### To be done:
Rewrite the material, swapping "outline" for "contour" wherever it occurs and keeping everything else unchanged.

------------------------------

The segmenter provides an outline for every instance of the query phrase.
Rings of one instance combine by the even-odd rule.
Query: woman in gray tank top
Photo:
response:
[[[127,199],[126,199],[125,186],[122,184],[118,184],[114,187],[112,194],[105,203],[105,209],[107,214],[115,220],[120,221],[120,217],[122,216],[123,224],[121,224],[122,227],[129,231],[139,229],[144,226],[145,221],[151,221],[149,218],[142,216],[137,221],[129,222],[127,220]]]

------------------------------

### Output of the task:
The segmenter provides an contour for every instance of the query phrase.
Rings of one instance combine by the even-odd rule.
Query: woman in gray tank top
Photo:
response:
[[[127,199],[126,199],[125,186],[122,184],[118,184],[114,187],[112,194],[105,203],[105,209],[107,214],[115,220],[120,221],[120,217],[122,216],[123,224],[121,224],[122,227],[129,231],[139,229],[144,226],[145,221],[151,221],[149,218],[142,216],[137,221],[129,222],[127,220]]]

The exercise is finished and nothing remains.